EXERCISE DIRECTIONS>
Copy each of the following items word for word, leaving out the pictures.

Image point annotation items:
* BEGIN *
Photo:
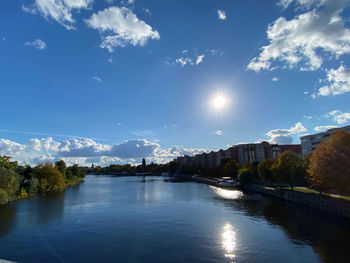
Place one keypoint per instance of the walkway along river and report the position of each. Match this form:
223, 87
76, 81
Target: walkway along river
152, 219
* END *
THE REPLY>
Photo:
Place one keypoint per instance of the walkway along river and report the position of each. Match this form:
223, 87
76, 81
Target: walkway along river
152, 219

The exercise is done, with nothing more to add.